## To do
Rewrite every line of the items below as a Markdown table with two columns, "Row" and "Line". Number the rows in order and skip blank lines.
--- Supplied information ---
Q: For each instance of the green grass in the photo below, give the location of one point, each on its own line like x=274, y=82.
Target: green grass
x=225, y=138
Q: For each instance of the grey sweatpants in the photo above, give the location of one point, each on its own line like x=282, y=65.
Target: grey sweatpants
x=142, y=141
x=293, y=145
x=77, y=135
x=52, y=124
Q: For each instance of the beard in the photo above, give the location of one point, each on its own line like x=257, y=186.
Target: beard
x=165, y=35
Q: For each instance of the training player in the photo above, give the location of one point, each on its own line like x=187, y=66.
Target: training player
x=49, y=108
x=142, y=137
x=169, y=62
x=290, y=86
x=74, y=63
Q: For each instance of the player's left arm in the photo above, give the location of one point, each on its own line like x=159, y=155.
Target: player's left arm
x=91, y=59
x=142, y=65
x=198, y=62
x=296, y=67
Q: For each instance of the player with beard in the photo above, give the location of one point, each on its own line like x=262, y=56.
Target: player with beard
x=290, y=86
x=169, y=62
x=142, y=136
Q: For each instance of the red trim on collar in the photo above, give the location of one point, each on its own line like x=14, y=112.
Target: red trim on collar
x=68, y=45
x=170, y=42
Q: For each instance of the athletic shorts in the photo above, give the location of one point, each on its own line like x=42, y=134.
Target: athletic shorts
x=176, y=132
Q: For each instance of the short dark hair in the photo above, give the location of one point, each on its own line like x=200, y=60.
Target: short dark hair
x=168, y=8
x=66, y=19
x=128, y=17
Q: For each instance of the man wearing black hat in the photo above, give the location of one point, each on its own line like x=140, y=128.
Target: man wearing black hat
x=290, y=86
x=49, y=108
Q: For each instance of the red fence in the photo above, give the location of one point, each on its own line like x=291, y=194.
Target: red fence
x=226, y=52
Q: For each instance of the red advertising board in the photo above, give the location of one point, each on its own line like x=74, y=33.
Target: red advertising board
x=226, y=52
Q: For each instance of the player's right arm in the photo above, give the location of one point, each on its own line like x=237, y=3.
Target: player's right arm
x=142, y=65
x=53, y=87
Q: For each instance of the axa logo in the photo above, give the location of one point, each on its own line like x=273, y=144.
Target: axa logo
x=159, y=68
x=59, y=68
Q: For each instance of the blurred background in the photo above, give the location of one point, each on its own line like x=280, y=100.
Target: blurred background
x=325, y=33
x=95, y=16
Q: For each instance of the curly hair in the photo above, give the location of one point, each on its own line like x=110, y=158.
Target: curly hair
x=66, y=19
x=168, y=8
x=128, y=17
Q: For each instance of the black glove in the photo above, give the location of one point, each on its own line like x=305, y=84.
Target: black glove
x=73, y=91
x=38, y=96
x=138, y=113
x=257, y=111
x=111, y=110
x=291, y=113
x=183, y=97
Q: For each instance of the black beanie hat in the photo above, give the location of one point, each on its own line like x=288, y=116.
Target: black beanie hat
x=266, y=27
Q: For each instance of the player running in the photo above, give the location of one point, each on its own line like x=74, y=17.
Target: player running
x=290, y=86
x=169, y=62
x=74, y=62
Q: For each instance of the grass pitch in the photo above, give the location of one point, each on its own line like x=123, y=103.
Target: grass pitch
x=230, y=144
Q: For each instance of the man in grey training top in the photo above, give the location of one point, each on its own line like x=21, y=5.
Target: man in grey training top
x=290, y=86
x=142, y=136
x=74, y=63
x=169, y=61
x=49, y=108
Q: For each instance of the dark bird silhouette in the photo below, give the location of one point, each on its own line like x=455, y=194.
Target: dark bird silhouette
---
## Solution for this exercise
| Row | Line |
|---|---|
| 1 | Q: For each instance of the green grass in the photo below, give the location of one point, each on its own line like x=274, y=82. |
| 2 | Target: green grass |
| 3 | x=225, y=138 |
| 4 | Q: For each instance of the grey sweatpants in the photo above, give the location of one point, each on its own line like x=282, y=65. |
| 5 | Target: grey sweatpants |
| 6 | x=142, y=141 |
| 7 | x=293, y=145 |
| 8 | x=77, y=135 |
| 9 | x=52, y=124 |
| 10 | Q: For each instance of the beard in the photo above, give the location of one point, each on its own line like x=257, y=186. |
| 11 | Target: beard |
| 12 | x=165, y=35 |
| 13 | Q: For each instance of the training player in the photo above, give the location of one point, each on its own line like x=187, y=66. |
| 14 | Target: training player |
| 15 | x=49, y=108 |
| 16 | x=142, y=137 |
| 17 | x=169, y=62 |
| 18 | x=290, y=86 |
| 19 | x=74, y=63 |
| 20 | Q: For each instance of the player's left arm in the photo above, give the location of one point, each on its own line like x=159, y=155. |
| 21 | Target: player's left arm |
| 22 | x=91, y=59 |
| 23 | x=142, y=65 |
| 24 | x=198, y=62 |
| 25 | x=296, y=67 |
| 26 | Q: For each instance of the player with beard in the photo above, give the location of one point, each on its own line like x=262, y=56. |
| 27 | Target: player with beard |
| 28 | x=290, y=86 |
| 29 | x=169, y=62 |
| 30 | x=142, y=136 |
| 31 | Q: For each instance of the red trim on collar in the photo above, give the location of one point, each on its own line like x=14, y=112. |
| 32 | Target: red trim on collar |
| 33 | x=68, y=45 |
| 34 | x=170, y=42 |
| 35 | Q: For each instance of the athletic shorts in the photo above, give the location of one point, each on its own line like x=42, y=134. |
| 36 | Target: athletic shorts |
| 37 | x=176, y=132 |
| 38 | Q: For each instance of the short dark hair in the photo above, give the location of one point, each on its own line like x=200, y=60. |
| 39 | Target: short dark hair |
| 40 | x=168, y=8 |
| 41 | x=66, y=19 |
| 42 | x=128, y=17 |
| 43 | Q: For each instance of the man wearing black hat in the photo above, give the location of one point, each on its own line like x=140, y=128. |
| 44 | Target: man wearing black hat |
| 45 | x=290, y=86 |
| 46 | x=49, y=108 |
| 47 | Q: For each instance of the red fence in the photo above, give the location of one point, each on its own line like x=291, y=194. |
| 48 | Target: red fence |
| 49 | x=226, y=52 |
| 50 | Q: For each instance of the red advertising board in the photo above, give the location of one point, each on its own line like x=74, y=33. |
| 51 | Target: red advertising board |
| 52 | x=226, y=52 |
| 53 | Q: For each instance of the player's right arm in the photo above, give the location of one point, each on its own line like x=237, y=3. |
| 54 | Target: player's right arm |
| 55 | x=142, y=65 |
| 56 | x=53, y=87 |
| 57 | Q: For each instance of the axa logo in the photo above, give the location of one point, each on its own line like x=273, y=144. |
| 58 | Target: axa logo |
| 59 | x=159, y=68 |
| 60 | x=59, y=68 |
| 61 | Q: For each instance of the blurred background in the photo above, give the location of one point, each on its own line like x=280, y=100. |
| 62 | Target: blurred background |
| 63 | x=325, y=33 |
| 64 | x=95, y=16 |
| 65 | Q: For each instance of the curly hair in the photo above, give the location of one point, each on its own line like x=110, y=158. |
| 66 | Target: curly hair |
| 67 | x=66, y=19 |
| 68 | x=168, y=8 |
| 69 | x=128, y=17 |
| 70 | Q: For each instance of the black glove in the photo above, give the location of one point, each on its own line like x=305, y=84. |
| 71 | Target: black glove |
| 72 | x=73, y=91 |
| 73 | x=38, y=96 |
| 74 | x=138, y=113 |
| 75 | x=257, y=111 |
| 76 | x=111, y=110 |
| 77 | x=291, y=113 |
| 78 | x=183, y=97 |
| 79 | Q: For each instance of the black beanie hat in the photo above, give the location of one point, each on its own line like x=288, y=116. |
| 80 | Target: black beanie hat |
| 81 | x=266, y=27 |
| 82 | Q: For each instance of the player running in the photo above, give the location of one point, each on its own line like x=74, y=17. |
| 83 | Target: player running |
| 84 | x=290, y=86 |
| 85 | x=169, y=62 |
| 86 | x=74, y=62 |
| 87 | Q: For each instance of the grass pitch in the photo above, give the location of one point, each on its own line like x=123, y=103. |
| 88 | Target: grass pitch |
| 89 | x=230, y=144 |
| 90 | Q: For each instance of the man in grey training top in the photo above, give the location of one point, each on its own line like x=21, y=5. |
| 91 | Target: man in grey training top |
| 92 | x=290, y=86 |
| 93 | x=142, y=136 |
| 94 | x=74, y=63 |
| 95 | x=169, y=61 |
| 96 | x=49, y=108 |
| 97 | Q: For each instance of the dark bird silhouette in the photo below, give the location of one point, each on its own line like x=455, y=194. |
| 98 | Target: dark bird silhouette |